PROBLEM TO SOLVE
Give again every line from the one with "[indicate] short brown" through the last line of the data, exactly, and leave out the lines before it.

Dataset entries
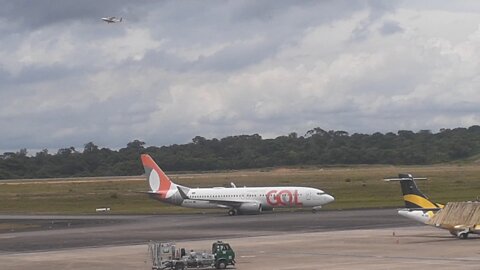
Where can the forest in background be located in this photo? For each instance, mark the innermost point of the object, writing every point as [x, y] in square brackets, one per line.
[316, 147]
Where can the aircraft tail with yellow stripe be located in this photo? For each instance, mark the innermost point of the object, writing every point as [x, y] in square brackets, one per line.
[417, 205]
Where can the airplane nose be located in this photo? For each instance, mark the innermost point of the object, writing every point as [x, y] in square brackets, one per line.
[329, 198]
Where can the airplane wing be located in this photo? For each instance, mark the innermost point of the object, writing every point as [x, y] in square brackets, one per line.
[226, 203]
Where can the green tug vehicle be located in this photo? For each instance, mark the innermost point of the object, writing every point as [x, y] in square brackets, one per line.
[168, 256]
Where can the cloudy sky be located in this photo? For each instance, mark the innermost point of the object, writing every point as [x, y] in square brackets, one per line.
[173, 70]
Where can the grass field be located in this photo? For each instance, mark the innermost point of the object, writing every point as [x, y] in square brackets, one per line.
[352, 187]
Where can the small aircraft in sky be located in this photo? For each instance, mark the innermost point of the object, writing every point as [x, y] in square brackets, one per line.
[112, 19]
[423, 210]
[242, 200]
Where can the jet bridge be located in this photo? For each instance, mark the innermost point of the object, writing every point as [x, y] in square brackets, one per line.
[460, 218]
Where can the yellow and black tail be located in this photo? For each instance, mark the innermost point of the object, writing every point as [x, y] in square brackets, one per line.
[413, 197]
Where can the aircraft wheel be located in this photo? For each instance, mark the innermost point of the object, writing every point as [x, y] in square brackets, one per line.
[221, 265]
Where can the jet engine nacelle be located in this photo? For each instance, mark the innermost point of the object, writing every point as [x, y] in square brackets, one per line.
[250, 208]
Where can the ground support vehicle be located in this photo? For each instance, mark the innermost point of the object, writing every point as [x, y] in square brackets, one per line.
[168, 256]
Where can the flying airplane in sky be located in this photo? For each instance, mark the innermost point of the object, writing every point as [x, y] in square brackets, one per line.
[111, 19]
[242, 200]
[421, 209]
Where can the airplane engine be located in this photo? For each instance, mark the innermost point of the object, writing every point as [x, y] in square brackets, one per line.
[250, 208]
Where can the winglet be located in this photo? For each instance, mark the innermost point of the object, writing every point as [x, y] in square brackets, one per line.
[182, 193]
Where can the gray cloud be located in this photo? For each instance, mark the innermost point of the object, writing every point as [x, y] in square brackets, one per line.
[176, 69]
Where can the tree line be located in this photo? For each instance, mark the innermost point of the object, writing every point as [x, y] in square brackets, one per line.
[316, 147]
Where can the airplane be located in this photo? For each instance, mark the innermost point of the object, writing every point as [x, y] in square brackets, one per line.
[238, 200]
[421, 209]
[111, 19]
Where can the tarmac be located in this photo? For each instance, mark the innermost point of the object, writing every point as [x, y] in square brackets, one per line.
[362, 239]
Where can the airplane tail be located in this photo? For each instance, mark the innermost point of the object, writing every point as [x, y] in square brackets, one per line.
[159, 182]
[412, 196]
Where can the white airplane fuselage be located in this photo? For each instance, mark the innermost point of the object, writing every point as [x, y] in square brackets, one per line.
[266, 197]
[237, 200]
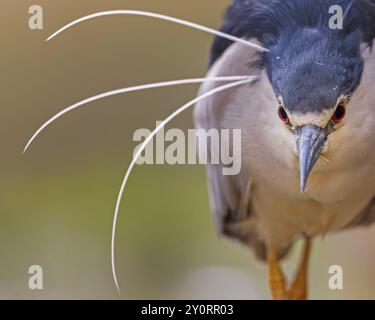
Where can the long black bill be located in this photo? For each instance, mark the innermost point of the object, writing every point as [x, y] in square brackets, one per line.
[310, 143]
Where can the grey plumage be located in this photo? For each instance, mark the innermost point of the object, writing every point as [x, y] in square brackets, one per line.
[263, 206]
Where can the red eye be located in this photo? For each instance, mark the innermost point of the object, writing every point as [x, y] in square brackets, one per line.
[283, 115]
[339, 114]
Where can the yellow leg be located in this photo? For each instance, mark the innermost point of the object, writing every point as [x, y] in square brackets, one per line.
[276, 277]
[298, 289]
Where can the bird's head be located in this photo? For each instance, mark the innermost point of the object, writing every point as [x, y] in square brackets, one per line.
[314, 73]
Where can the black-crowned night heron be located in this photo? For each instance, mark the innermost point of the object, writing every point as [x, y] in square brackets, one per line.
[308, 127]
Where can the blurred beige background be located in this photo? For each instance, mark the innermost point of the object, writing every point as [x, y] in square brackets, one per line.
[57, 201]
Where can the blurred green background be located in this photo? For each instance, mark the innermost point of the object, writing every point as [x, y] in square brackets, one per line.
[57, 200]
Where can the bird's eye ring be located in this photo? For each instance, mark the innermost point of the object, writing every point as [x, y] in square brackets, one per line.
[339, 114]
[283, 115]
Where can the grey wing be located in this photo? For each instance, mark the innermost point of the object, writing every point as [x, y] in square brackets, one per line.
[230, 196]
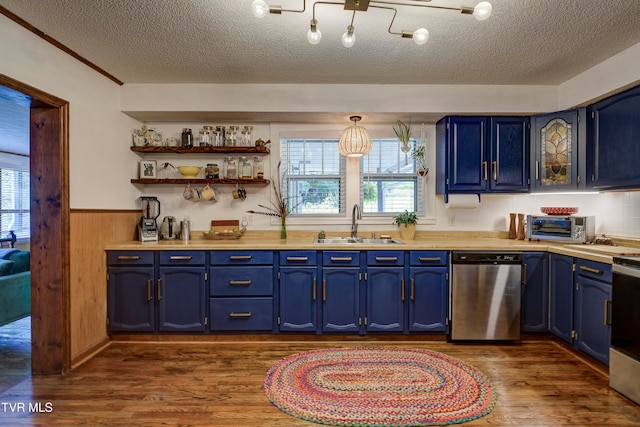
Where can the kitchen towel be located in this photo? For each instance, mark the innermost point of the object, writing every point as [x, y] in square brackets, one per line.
[463, 201]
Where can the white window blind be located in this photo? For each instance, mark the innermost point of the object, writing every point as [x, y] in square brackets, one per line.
[389, 182]
[314, 175]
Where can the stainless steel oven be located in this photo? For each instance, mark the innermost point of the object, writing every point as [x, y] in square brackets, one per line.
[624, 354]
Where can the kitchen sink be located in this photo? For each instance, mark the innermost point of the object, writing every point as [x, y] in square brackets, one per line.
[355, 241]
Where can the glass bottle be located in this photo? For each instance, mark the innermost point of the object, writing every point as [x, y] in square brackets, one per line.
[258, 168]
[246, 171]
[232, 169]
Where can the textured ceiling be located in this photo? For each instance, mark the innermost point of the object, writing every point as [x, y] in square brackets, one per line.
[220, 41]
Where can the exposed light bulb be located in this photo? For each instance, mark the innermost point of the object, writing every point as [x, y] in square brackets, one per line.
[314, 35]
[349, 38]
[482, 10]
[259, 8]
[420, 36]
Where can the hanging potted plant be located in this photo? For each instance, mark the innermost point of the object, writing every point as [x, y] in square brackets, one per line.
[403, 132]
[419, 155]
[407, 224]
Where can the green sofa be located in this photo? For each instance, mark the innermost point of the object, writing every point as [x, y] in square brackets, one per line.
[15, 285]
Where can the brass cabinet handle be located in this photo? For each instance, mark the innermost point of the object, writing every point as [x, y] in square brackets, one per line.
[232, 314]
[591, 270]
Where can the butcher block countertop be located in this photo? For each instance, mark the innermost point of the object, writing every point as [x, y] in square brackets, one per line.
[425, 240]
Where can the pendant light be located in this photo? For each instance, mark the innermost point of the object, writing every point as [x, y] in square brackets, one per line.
[355, 140]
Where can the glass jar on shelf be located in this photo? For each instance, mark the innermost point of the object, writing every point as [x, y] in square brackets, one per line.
[232, 169]
[246, 171]
[258, 168]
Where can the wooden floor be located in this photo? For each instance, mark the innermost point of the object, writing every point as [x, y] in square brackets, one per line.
[539, 383]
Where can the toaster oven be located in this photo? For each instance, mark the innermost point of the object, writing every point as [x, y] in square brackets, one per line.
[572, 228]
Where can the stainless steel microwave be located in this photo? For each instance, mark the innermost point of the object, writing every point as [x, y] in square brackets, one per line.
[574, 229]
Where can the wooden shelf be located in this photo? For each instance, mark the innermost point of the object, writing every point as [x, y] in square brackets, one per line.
[200, 181]
[201, 150]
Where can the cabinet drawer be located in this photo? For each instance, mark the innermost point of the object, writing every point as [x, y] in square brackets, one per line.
[428, 257]
[593, 269]
[241, 257]
[130, 258]
[385, 258]
[233, 281]
[241, 314]
[182, 257]
[341, 258]
[298, 258]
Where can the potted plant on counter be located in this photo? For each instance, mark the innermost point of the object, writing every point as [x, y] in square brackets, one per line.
[407, 224]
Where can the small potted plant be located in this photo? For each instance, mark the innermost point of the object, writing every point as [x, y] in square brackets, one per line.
[407, 224]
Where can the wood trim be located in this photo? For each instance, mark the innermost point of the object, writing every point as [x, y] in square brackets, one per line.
[15, 18]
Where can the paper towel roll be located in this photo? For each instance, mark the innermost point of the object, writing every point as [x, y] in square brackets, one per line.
[462, 201]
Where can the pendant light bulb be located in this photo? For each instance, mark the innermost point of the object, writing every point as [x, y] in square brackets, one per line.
[259, 8]
[420, 36]
[314, 35]
[482, 10]
[349, 38]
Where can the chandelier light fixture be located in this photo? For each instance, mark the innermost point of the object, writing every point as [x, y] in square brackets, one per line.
[420, 36]
[355, 140]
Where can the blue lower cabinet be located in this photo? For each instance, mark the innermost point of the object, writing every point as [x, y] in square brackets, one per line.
[242, 314]
[341, 300]
[428, 299]
[298, 299]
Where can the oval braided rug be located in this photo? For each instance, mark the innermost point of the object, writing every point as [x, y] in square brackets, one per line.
[379, 387]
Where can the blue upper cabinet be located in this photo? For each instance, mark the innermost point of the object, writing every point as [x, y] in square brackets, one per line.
[558, 151]
[482, 154]
[613, 152]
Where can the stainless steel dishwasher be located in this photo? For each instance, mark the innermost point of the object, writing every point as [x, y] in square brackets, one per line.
[485, 295]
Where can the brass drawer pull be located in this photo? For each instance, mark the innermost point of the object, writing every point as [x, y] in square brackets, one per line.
[232, 314]
[591, 270]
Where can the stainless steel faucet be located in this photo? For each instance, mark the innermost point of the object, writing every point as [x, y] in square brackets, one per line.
[355, 215]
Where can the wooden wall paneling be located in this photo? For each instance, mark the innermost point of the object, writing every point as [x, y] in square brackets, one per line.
[90, 231]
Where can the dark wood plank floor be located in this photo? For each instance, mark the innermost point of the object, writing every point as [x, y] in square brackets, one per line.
[539, 383]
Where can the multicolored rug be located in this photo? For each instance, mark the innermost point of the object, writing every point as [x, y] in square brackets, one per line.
[379, 387]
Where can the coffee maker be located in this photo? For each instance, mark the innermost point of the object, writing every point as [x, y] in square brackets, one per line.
[148, 227]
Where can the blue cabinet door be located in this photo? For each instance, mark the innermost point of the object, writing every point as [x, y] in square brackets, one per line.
[181, 296]
[561, 306]
[385, 297]
[592, 317]
[613, 148]
[131, 299]
[341, 300]
[535, 292]
[509, 168]
[428, 299]
[298, 299]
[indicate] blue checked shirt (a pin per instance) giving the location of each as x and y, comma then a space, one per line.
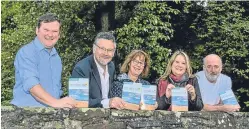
34, 64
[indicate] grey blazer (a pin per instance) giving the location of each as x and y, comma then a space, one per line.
87, 68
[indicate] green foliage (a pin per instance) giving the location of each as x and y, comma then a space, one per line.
149, 29
224, 31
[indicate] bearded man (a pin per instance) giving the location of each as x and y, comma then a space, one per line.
212, 82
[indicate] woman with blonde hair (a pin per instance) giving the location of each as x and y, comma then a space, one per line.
135, 67
178, 73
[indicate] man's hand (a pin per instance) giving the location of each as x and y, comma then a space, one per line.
66, 102
168, 90
117, 103
191, 91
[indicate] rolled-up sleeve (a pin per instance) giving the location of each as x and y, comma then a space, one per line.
28, 70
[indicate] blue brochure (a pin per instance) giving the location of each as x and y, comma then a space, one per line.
179, 99
149, 94
132, 93
79, 88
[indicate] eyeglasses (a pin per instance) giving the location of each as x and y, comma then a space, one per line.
136, 62
105, 50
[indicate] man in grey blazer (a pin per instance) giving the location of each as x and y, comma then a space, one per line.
100, 70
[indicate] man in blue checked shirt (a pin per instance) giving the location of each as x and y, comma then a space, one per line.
38, 69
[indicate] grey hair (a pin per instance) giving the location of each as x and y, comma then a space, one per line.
204, 59
105, 35
46, 18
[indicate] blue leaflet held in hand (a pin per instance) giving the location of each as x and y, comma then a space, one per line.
132, 92
149, 94
79, 88
179, 99
228, 98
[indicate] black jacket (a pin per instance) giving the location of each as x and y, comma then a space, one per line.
87, 68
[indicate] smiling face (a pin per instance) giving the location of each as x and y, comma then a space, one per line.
137, 66
104, 51
212, 67
48, 33
179, 65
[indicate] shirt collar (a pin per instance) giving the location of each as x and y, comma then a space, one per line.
40, 46
100, 69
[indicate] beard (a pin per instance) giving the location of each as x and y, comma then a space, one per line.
212, 77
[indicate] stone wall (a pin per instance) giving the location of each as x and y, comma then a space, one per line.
89, 118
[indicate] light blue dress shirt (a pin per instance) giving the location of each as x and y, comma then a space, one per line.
34, 64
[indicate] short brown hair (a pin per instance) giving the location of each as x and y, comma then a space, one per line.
134, 54
46, 18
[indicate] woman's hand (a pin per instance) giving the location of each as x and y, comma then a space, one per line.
168, 90
191, 91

EXERCISE SOLUTION
[indicate] short brown hair (a pin per instance) giving the location of each as x and y, comma then a space, one per line.
134, 54
46, 18
[indicate] woman's hand (a pin per instance) giving the location of each as x and y, comma then a space, one per line.
168, 90
191, 91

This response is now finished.